O QUE FAZER:
1) Segundo o excerto sobre livros para jovens, que razão é apontada, como hipótese, para pais e especialistas se inquietarem tanto com a leitura dos jovens? Responda em uma a três frases.
2) Responda com base no excerto sobre livros para jovens:
(a) Que qualificação recebe a literatura policial ou de mistério?
(b) O que parece fazer um número crescente de adultos?
(c) Através de que meio se dá sobretudo a banalização das artes?
--- EXCERTO DO TEXTO ---
Difícil e inglória é, muitas vezes, a tarefa de encontrar livros para pré-adolescentes e adolescentes que desejam outras leituras que lhes permitam escapar à voragem da literatura de aventuras (redutora), da literatura fantástica (excessiva), da literatura policial ou de mistério (de cabeceira), da literatura de costumes (desapontante), da literatura de auto-ajuda-e-conhecimento (moralizante e antiquada), da literatura de lista escolar obrigatória (imposta). Há ainda muitos jovens que passaram pela literatura de sucesso comercial (de “Harry Potter” e Lemony Snicket à coleção “Cherub”, da saga “Os túneis” aos “Náufragos do Holandês Voador” e à série “Vampiratas”, às “Crónicas de Spiderwick”, a “Ulysses Moore”, aos volumes mensais da coleção “365”, de “O diário de um banana” aos volumes do roedor “Geronimo Stilton”, passando por “Beija-mim”, “João Pastel” ou “André Cabelo-em-Pé” e pelas “Crónicas do Vampiro Valentim”) e que pedem agora algo mais, mas nada parece agradar.
Pais e especialistas arrepelam cabelos e enchem-se páginas sobre páginas acerca das carências, motivações, problemas e lutas com a leitura. Talvez porque “eles”, pais e especialistas, estão talvez mais próximos “deles” (dos “outros”) do que julgam. Como leem “eles”, modelos, adultos e professores? Qual a sua relação com a leitura? Não será ela também difícil, fragmentária, irreverente, libertária? Como se preparam enquanto mediadores de leitura, libertando-se de preconceitos e métodos? Serão leitores atentos e esteticamente exigentes, conhecedores apaixonados?
Se assistimos, desmoralizados e impotentes, à doentia banalização das artes em geral, e da literatura em particular, sobretudo através dos mass media, tendencialmente frívolos e assustadoramente redutores e sensacionalistas, que parecem confundir cultura e conhecimento com diversão comercial, geralmente em formato de entretenimento embrutecedor e deprimente, o que é um facto é que parece haver cada vez mais adultos a ler literatura para crianças e jovens. E, sim, há cada vez mais adolescentes a ler livros para adultos… Definitivamente, há cada vez mais gente a ler, e a ler mais e melhor; e há cada vez mais livros e excelentes autores a escrever – e a escrever bem para jovens. Neste jogo de delimitação territorial, as marcas fronteiriças tradicionais entre o que é ou não literatura com destinatários preferenciais esbatem-se ou desaparecem. Falamos sobretudo de transversalidade polissistémica (de mudança, de respeito, de partilha e de paixão…).
--- REGISTOS APRESENTADOS ---
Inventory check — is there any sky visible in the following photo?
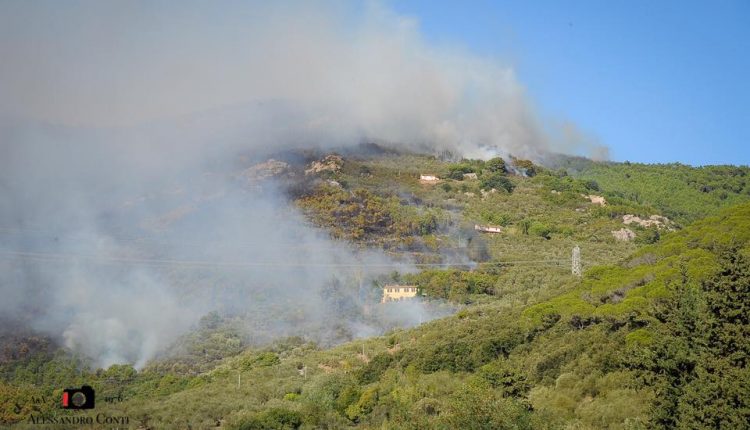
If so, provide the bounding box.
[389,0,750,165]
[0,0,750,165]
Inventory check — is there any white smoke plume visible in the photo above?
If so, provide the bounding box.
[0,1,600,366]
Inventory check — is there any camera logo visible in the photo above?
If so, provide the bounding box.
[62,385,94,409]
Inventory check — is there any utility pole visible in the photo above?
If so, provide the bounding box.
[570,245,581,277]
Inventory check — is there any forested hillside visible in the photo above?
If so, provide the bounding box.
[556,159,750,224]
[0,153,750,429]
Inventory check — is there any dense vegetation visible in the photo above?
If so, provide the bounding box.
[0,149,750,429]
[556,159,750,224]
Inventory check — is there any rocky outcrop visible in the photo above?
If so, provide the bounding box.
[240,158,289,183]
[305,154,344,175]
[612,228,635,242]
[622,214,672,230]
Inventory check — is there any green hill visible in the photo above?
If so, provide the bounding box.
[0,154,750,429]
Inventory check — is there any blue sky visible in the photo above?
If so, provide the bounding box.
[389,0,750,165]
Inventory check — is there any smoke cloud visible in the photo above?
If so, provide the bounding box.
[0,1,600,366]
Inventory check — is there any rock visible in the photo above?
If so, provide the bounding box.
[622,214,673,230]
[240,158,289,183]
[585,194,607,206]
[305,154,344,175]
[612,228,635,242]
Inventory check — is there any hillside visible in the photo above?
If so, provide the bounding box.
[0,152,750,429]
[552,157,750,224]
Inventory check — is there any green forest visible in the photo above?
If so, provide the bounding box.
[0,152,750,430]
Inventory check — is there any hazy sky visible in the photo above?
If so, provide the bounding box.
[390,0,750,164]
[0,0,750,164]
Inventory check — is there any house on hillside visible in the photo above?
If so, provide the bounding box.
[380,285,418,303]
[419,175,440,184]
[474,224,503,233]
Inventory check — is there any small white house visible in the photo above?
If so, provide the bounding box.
---
--- REGISTOS APRESENTADOS ---
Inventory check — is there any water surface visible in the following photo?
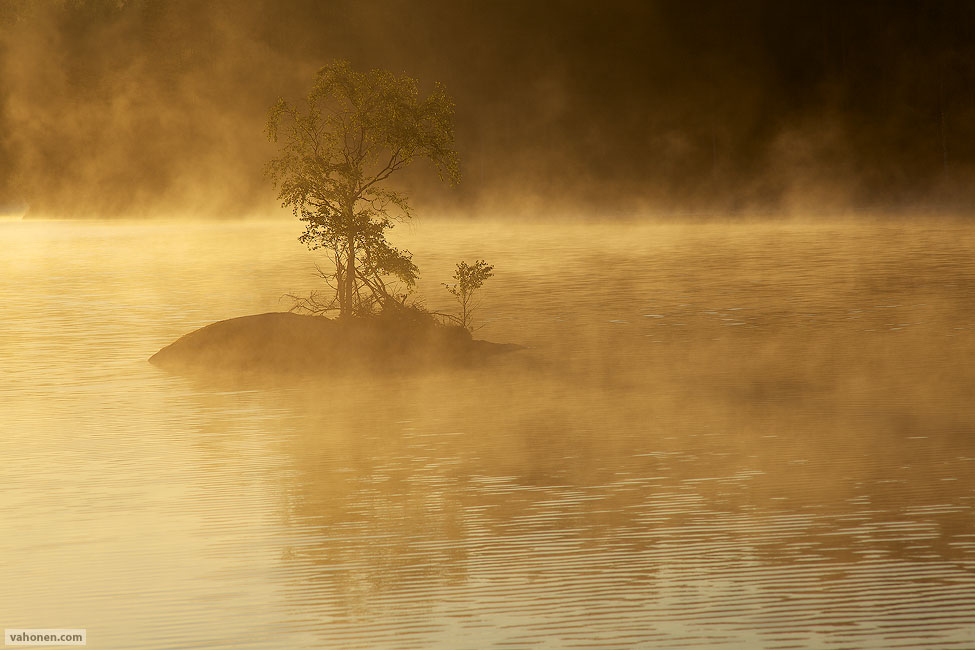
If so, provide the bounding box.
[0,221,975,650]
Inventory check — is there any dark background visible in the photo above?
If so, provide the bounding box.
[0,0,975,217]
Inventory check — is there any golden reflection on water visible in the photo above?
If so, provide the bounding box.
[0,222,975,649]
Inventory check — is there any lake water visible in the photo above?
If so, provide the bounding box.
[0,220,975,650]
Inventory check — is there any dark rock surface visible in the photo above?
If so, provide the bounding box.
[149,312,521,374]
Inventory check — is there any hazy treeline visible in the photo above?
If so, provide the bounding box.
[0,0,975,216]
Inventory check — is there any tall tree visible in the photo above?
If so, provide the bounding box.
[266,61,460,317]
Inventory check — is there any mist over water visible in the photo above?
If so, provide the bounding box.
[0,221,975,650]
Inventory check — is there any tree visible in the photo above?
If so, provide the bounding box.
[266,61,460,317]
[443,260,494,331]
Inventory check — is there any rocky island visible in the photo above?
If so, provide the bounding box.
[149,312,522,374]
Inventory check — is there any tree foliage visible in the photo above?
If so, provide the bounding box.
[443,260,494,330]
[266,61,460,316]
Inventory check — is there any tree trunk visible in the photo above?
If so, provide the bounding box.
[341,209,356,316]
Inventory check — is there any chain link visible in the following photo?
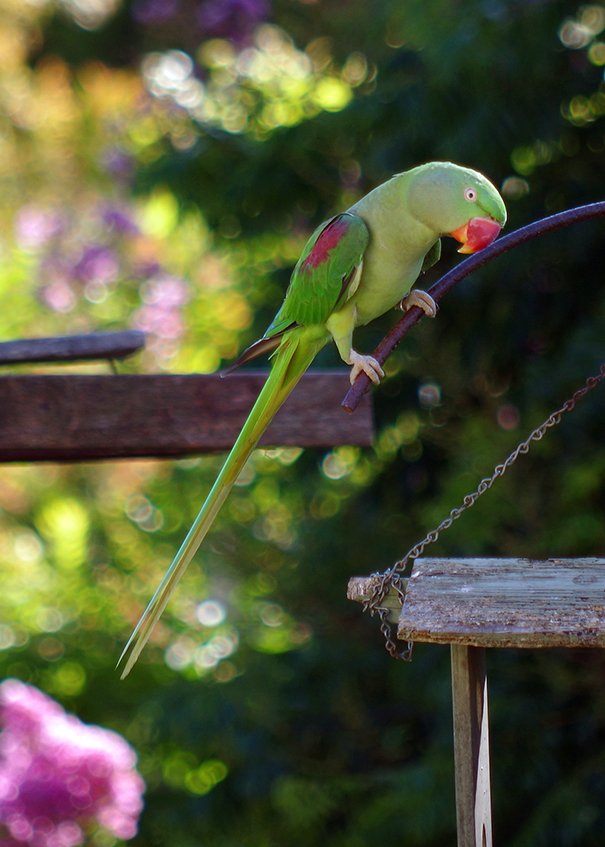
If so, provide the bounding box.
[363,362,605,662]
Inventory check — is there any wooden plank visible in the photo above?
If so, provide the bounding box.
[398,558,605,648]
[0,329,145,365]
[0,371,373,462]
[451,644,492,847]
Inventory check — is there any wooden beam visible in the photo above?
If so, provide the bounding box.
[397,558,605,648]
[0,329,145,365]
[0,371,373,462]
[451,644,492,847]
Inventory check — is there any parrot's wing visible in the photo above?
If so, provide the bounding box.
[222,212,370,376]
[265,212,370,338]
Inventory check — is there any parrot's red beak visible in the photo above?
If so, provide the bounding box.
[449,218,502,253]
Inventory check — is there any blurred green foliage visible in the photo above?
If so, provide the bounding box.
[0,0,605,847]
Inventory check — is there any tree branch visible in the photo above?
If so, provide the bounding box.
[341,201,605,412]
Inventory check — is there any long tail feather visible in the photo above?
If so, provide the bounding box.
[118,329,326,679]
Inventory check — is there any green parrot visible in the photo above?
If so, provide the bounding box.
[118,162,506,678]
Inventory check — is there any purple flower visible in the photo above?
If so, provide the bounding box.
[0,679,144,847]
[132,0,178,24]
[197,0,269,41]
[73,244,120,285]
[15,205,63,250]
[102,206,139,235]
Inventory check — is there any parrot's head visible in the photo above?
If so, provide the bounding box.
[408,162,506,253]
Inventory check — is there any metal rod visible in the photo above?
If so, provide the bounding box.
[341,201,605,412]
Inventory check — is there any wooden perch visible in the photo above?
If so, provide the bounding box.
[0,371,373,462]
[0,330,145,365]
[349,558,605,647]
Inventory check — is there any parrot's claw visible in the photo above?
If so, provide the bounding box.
---
--- REGISTOS APRESENTADOS ---
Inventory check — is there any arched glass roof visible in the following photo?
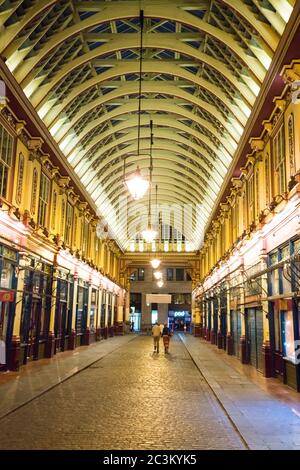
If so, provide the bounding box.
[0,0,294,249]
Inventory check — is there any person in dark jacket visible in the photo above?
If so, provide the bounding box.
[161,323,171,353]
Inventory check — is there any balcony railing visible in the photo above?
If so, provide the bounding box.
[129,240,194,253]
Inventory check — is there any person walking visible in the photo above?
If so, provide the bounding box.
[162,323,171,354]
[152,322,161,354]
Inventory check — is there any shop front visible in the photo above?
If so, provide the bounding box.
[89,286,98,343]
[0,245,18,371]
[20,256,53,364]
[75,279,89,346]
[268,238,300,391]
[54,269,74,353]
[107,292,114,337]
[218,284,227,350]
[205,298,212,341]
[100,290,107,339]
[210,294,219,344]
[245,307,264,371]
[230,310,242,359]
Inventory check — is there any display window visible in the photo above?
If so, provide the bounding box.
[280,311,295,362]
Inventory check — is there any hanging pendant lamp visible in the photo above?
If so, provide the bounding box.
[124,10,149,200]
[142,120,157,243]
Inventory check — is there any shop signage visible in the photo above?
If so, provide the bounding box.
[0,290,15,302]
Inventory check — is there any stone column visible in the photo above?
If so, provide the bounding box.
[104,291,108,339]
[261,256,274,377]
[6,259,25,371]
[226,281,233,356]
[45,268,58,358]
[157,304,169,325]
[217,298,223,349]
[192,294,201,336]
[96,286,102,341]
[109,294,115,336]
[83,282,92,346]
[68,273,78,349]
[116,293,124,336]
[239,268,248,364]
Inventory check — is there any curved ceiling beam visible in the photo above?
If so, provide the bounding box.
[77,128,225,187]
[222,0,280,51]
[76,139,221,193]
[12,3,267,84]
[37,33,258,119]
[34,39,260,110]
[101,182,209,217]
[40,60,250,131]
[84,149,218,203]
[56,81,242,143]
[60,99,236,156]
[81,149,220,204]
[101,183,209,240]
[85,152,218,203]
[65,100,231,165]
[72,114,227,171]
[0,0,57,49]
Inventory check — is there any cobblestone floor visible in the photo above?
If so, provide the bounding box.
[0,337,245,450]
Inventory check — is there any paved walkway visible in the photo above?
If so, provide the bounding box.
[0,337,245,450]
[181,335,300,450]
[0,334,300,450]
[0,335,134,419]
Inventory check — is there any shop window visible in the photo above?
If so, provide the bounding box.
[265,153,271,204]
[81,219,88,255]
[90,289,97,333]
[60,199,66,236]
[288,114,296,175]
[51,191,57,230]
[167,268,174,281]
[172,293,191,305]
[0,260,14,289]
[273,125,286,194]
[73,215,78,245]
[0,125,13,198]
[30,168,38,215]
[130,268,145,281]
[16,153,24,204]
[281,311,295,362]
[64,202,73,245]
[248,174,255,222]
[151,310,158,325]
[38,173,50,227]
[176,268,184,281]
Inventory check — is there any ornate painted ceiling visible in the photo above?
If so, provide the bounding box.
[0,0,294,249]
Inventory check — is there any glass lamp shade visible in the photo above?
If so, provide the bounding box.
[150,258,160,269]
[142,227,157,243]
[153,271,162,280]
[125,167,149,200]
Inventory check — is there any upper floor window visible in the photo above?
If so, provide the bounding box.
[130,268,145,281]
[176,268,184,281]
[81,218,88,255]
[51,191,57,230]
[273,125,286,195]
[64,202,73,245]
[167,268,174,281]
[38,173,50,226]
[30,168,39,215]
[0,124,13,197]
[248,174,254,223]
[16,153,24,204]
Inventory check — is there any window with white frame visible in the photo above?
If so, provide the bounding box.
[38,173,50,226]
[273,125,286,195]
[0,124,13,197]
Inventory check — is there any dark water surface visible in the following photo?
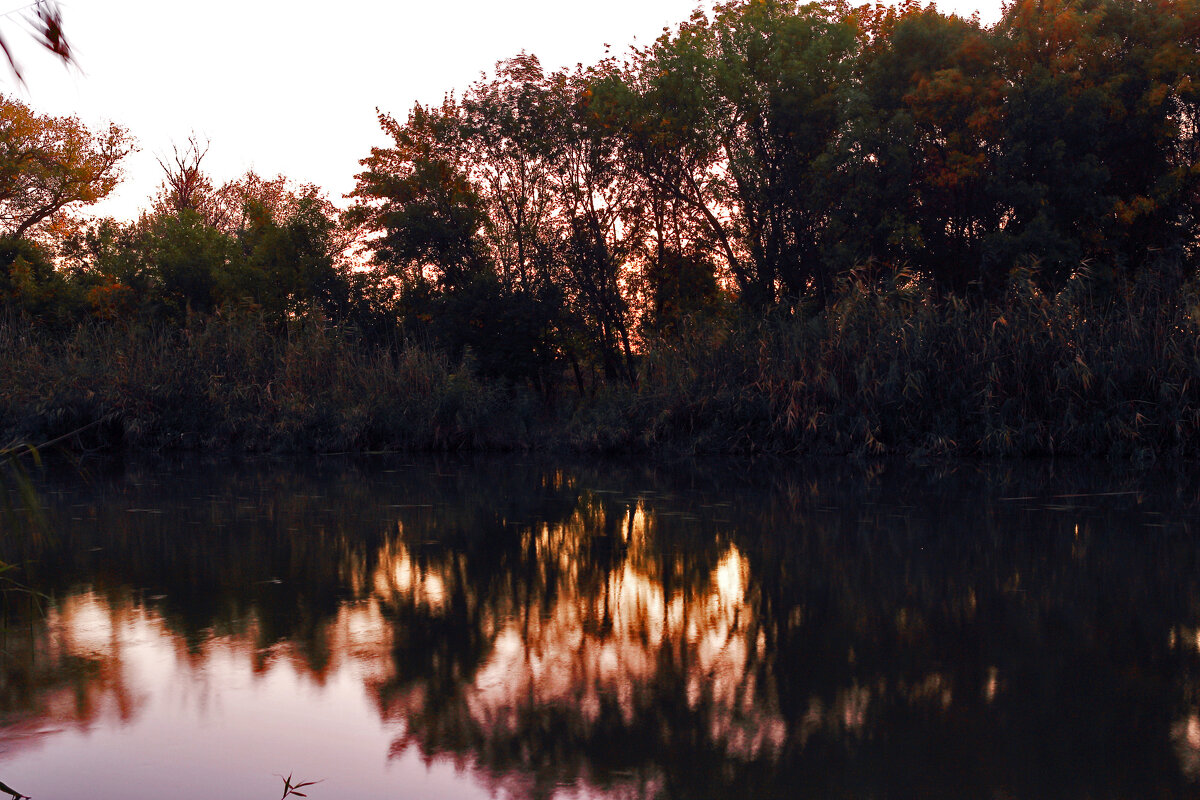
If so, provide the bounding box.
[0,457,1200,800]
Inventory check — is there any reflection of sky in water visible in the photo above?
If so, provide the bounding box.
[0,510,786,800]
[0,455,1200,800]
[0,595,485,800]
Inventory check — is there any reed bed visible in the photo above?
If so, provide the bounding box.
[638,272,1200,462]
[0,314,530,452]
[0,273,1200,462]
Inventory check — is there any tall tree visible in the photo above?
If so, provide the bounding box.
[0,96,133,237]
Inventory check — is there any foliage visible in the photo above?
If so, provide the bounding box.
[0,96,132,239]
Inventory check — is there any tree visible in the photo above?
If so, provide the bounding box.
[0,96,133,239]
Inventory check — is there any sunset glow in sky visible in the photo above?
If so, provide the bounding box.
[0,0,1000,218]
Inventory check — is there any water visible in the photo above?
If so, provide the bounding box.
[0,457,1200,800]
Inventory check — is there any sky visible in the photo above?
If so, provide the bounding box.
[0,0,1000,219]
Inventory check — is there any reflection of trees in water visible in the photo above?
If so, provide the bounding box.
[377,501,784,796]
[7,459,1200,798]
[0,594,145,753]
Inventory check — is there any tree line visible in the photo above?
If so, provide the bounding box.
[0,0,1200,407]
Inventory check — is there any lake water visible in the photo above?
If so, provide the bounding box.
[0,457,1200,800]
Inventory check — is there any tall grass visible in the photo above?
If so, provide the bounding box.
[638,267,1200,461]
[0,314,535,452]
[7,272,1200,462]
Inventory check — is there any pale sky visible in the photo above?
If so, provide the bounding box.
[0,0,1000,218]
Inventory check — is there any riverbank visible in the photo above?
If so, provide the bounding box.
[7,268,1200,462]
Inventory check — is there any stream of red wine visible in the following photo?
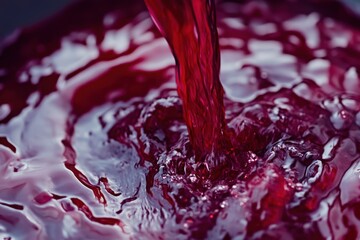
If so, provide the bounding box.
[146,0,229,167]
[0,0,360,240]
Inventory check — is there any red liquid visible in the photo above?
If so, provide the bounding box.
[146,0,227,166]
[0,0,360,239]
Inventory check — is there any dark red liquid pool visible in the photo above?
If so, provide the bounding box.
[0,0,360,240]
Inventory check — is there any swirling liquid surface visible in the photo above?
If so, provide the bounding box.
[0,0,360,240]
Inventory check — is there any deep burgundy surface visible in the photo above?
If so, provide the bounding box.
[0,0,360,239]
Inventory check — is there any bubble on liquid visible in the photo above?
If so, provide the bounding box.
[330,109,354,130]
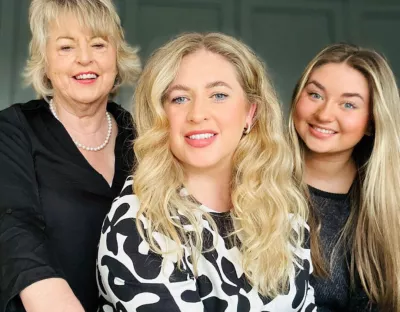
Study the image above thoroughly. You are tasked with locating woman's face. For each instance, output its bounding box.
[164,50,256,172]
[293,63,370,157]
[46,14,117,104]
---
RESPOSTAS POR ORDEM:
1) O excerto sugere que talvez isso aconteça porque pais e especialistas estão mais próximos dos jovens do que julgam. Pergunta-se se a relação dos próprios adultos com a leitura não será também difícil, fragmentária, irreverente e libertária.

2)
(a) É qualificada como "de cabeceira".
(b) Cada vez mais adultos parecem ler literatura para crianças e jovens.
(c) Dá-se sobretudo através dos mass media.